• [SOURCE PASSAGE]
M&A activity between telecom and media companies has become the integration du jour, so the importance of such a ruling may have far-reaching consequences.
I’M COMING HOME
Fiat Chrysler has plans to kick ass and take names in Michigan. The automaker will spend $4.5B to expand factory production in the land of Vernor’s and the Insane Clown Posse, where Chrysler’s journey began back in 1925.
Earmarked as part of the investment are a new Jeep assembly plant in Detroit and an additional 6.5k jobs as part of an effort to restructure its manufacturing operations. The road to restructuring began under Sergio Marchionne, the former CEO, who died in July.
You win some, you lose some
It’s not all sunshine and Faygo over in the Rust Belt, however. As part of the restructure, Fiat Chrysler announced that it would be laying off 1.3k workers at a plant in Illinois. That plant is the home to Jeep Cherokee production. Cuts at the factory are designed to align production and demand both within the US and globally.
Pedal to the metal
Fiat Chrysler isn’t the only automotive giant jonesin’ for a deal. Volkswagen has announced that it will invest around $1.7B in Ford’s Argo self-driving car unit. The move would make VW and Ford equal joint venture partners in the endeavor for EVs.
Auto companies have been hopping into bed together as of late in an effort to share the burden of massive investments needed to stay relevant as the world shifts away from its fossil fuel dependence. Yes, even diesel, VW.
TOO DAMN HIGH
The Senate Finance Committee had one message to Big Pharma companies yesterday: lower drug prices. The collective response from the respective CEOs of Pfizer, Merck, and AbbVie among others was a Randy Jackson-esque, “that’s a no from me, dawg.”
The SFC questioned companies as to why drug prices in the US are twice as high as those in other advanced countries. Further, the Committee challenged the companies’ claims that higher profits were put to use for research and development of new medicines.
Of course, pharma bros aren’t the only ones to blame …
Here’s a breakdown of the current pharma distribution system, which highlights a clusterf*ck of insurance companies, pharmacy benefit managers (PBMs) and a complicated (and lucrative) manufacturer rebate system.
Some execs went as far to suggest to the Senators that the aforementioned PBMs and insurance companies are driving prices up. According to the panel of CEOs they need to keep prices high in order to ensure tantalizing rebates for the PBMs which are in turn more likely to carry/recommend their drugs.
Forcing drug companies to keep Medicare prices low is another point cited by drugmakers. The manufacturers need to compensate for that lost revenue elsewhere (read: the general public). Thanks, grandma.
Thanks, but no thanks
The bottom line? Drug companies don’t plan on reducing prices … unless of course, Johnny Law forces them to do so via legislation.
IN OTHER NEWS
- Jerome Powell took to Capitol Hill to deliver his semiannual testimony to a Senate Committee. His prepared remarks preached patience while hinting at slowing economic growth. Markets were “meh” about the entire affair, little moved during Jerry Interest Rate’s time on the hot seat.
- SoFi is having itself a week. A day after the Robinhood killer announced two zero-fee ETFs, it announced plans to dip its toe into the world of cryptocurrencies via a partnership with Coinbase. This partnership, which is slated for Q2 of this year, will allow consumers to check prices of various cryptos and purchase the digital currencies should they feel like pissing away their new worth.
- “Did someone say cheap(er) ETFs?” – Mortimer Buckley, probably. Vanguard is cutting fees on ten of its ETF offerings. The ETFs have a combined asset value of $176B, with the largest portion coming from the $63B Vanguard FTSE Emerging Markets ETF. Vanguard will also decrease fees on some 43 of mutual funds.
- Macy’s is trimming the fat from its management ranks, cutting roughly 100 jobs thanks to stagnant sales. This restructuring, which coulda save the company $100M per year, is the latest part of a major cost-cutting strategy. It comes on the heels of 2018 that saw the company trim roughly $300M in annual expenses.

• [DATA TO EXAMINE]
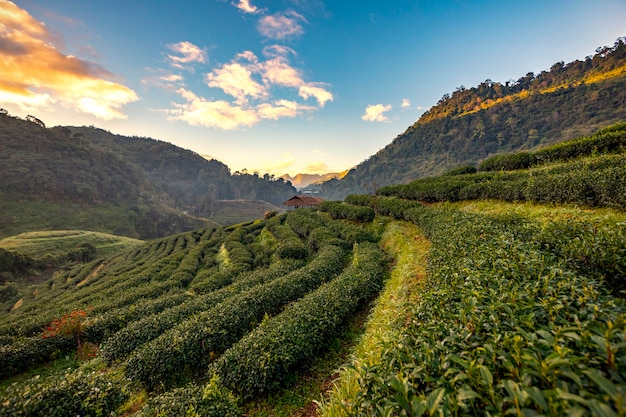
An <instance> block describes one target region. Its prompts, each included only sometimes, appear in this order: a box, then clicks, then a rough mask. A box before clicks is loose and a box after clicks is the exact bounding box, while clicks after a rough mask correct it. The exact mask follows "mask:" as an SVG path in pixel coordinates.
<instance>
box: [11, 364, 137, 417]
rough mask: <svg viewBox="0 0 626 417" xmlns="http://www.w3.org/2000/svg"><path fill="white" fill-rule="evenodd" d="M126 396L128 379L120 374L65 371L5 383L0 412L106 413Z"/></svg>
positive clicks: (74, 415) (16, 412)
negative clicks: (4, 389)
mask: <svg viewBox="0 0 626 417" xmlns="http://www.w3.org/2000/svg"><path fill="white" fill-rule="evenodd" d="M127 398H128V381H127V380H125V379H124V378H123V377H122V376H120V375H115V376H114V377H111V375H109V374H107V375H102V374H100V373H99V372H97V371H92V372H88V371H83V370H77V371H74V372H72V371H68V372H66V373H65V375H63V376H61V377H58V378H51V379H44V380H40V378H39V377H38V376H37V377H34V378H32V379H31V380H29V381H28V384H25V385H23V386H19V385H15V386H11V387H8V388H7V390H6V392H5V393H4V397H3V399H2V400H3V403H2V415H6V416H15V417H19V416H49V417H67V416H76V415H81V416H82V415H84V416H106V415H111V414H112V413H115V412H116V411H117V409H118V407H119V406H121V405H122V404H123V402H124V401H125V400H126V399H127Z"/></svg>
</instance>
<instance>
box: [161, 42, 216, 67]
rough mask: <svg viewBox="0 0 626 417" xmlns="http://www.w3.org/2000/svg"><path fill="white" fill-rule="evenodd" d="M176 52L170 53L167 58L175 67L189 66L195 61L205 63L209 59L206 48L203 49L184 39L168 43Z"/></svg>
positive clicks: (195, 61) (168, 54)
mask: <svg viewBox="0 0 626 417" xmlns="http://www.w3.org/2000/svg"><path fill="white" fill-rule="evenodd" d="M167 48H168V49H169V50H170V51H172V52H173V53H174V54H168V55H167V59H168V60H169V61H170V64H171V65H172V66H173V67H175V68H187V69H188V67H187V65H188V64H192V63H194V62H198V63H205V62H206V61H207V54H206V49H202V48H200V47H198V46H196V45H194V44H193V43H191V42H188V41H183V42H178V43H172V44H169V45H167Z"/></svg>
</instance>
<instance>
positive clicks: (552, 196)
mask: <svg viewBox="0 0 626 417" xmlns="http://www.w3.org/2000/svg"><path fill="white" fill-rule="evenodd" d="M624 190H626V155H605V156H597V157H588V158H584V159H578V160H574V161H571V162H567V163H561V164H555V165H547V166H544V167H539V168H534V169H529V170H520V171H514V172H496V171H494V172H480V173H477V174H466V175H458V176H440V177H431V178H423V179H419V180H415V181H413V182H411V183H409V184H406V185H395V186H389V187H382V188H380V189H379V190H378V194H379V195H381V196H395V197H399V198H406V199H411V200H419V201H423V202H441V201H462V200H481V199H498V200H504V201H510V202H517V201H530V202H535V203H542V204H579V205H584V206H588V207H614V208H618V209H624V208H626V197H625V196H626V193H624Z"/></svg>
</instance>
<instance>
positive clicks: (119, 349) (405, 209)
mask: <svg viewBox="0 0 626 417" xmlns="http://www.w3.org/2000/svg"><path fill="white" fill-rule="evenodd" d="M623 133H624V126H623V125H616V126H613V127H611V128H607V129H604V130H602V131H599V132H597V133H596V134H594V135H591V136H588V137H583V138H579V139H577V140H574V141H571V142H565V143H563V144H560V145H556V146H553V147H547V148H545V149H543V150H541V151H538V152H533V153H527V154H520V153H516V154H511V155H508V156H499V157H497V158H496V159H495V160H494V161H492V162H487V161H485V164H484V165H483V166H482V167H481V169H482V170H481V171H480V172H474V173H468V172H467V171H471V170H465V169H463V170H455V171H452V172H449V173H448V174H447V175H443V176H440V177H435V178H432V179H423V180H416V181H414V182H412V183H410V184H406V185H397V186H390V187H385V188H382V189H381V190H380V193H379V195H377V196H369V195H356V194H355V195H350V196H349V197H348V198H346V200H345V201H343V202H342V201H327V202H325V203H323V204H321V205H320V206H319V210H317V211H316V210H312V209H299V210H294V211H291V212H289V213H284V214H278V215H274V216H268V218H267V219H262V220H257V221H254V222H248V223H244V224H239V225H236V226H230V227H226V228H222V227H210V228H205V229H199V230H196V231H194V232H185V233H181V234H176V235H172V236H169V237H167V238H161V239H155V240H152V241H149V242H145V243H143V244H141V245H139V246H137V247H135V248H133V249H131V250H128V251H125V252H123V253H120V254H119V255H117V256H115V257H111V258H107V259H105V260H99V261H96V262H92V263H87V264H83V265H81V266H79V267H77V268H73V269H68V270H65V271H59V272H58V273H57V274H55V276H54V277H52V278H51V279H50V280H48V281H46V282H44V283H42V284H39V285H35V286H32V287H30V288H28V290H27V291H26V292H25V293H24V294H22V295H21V299H20V300H19V301H20V302H19V303H12V307H11V308H10V309H9V308H5V310H4V311H2V312H1V313H0V317H2V320H1V321H0V378H2V381H3V382H2V384H0V404H2V407H1V408H0V410H1V411H0V413H2V415H7V416H8V415H11V416H21V415H49V416H67V415H96V414H101V415H111V414H113V415H115V414H116V415H126V416H131V415H133V416H138V417H139V416H161V415H193V416H242V415H258V416H269V415H274V416H295V415H303V413H305V412H313V411H315V412H316V413H318V414H317V415H324V416H347V415H483V414H486V413H489V414H491V415H504V414H518V415H619V414H620V413H622V412H623V410H624V409H625V405H626V404H625V403H624V401H625V398H626V395H625V393H626V350H625V346H624V340H626V331H625V329H626V303H625V301H624V298H623V294H624V290H625V289H626V287H625V283H626V275H625V271H626V228H624V224H626V214H625V213H624V209H625V208H626V205H625V204H624V200H623V198H624V197H623V196H624V195H626V164H624V161H623V158H624V155H625V154H624V151H625V148H624V141H625V137H624V135H623ZM581 145H584V146H581ZM507 161H508V162H507ZM520 161H521V162H522V163H521V166H517V167H516V168H515V169H512V170H506V171H505V170H504V169H502V168H501V167H500V166H501V165H498V164H513V162H515V163H517V164H520ZM507 166H508V165H507ZM473 170H474V171H475V168H474V169H473ZM511 176H513V179H512V177H511ZM590 178H591V179H593V180H588V179H590ZM601 179H604V180H601ZM585 181H586V182H585ZM569 183H572V184H573V186H571V187H569V188H567V187H565V184H569ZM581 185H582V186H581ZM513 190H519V191H518V192H517V193H516V194H515V198H510V196H511V192H512V191H513ZM554 190H559V191H558V192H556V191H554ZM563 198H564V199H563ZM9 304H11V303H8V304H7V305H9ZM364 316H367V317H368V318H367V320H365V323H363V322H364V320H363V319H359V317H364ZM339 368H341V370H340V371H339V373H338V376H337V369H339ZM322 394H323V395H324V396H322ZM313 401H316V402H313ZM315 404H317V405H315ZM306 410H309V411H306Z"/></svg>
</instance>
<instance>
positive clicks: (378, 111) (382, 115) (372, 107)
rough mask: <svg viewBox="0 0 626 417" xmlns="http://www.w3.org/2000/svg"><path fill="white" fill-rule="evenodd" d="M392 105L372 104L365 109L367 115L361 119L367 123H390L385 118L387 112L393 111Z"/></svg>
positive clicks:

• [WHAT IS REQUIRED] According to the business news roundup, how much will Fiat Chrysler spend to expand factory production in Michigan? The listing is separate material, unconnected to the business news roundup.

• [TASK RESPONSE] $4.5B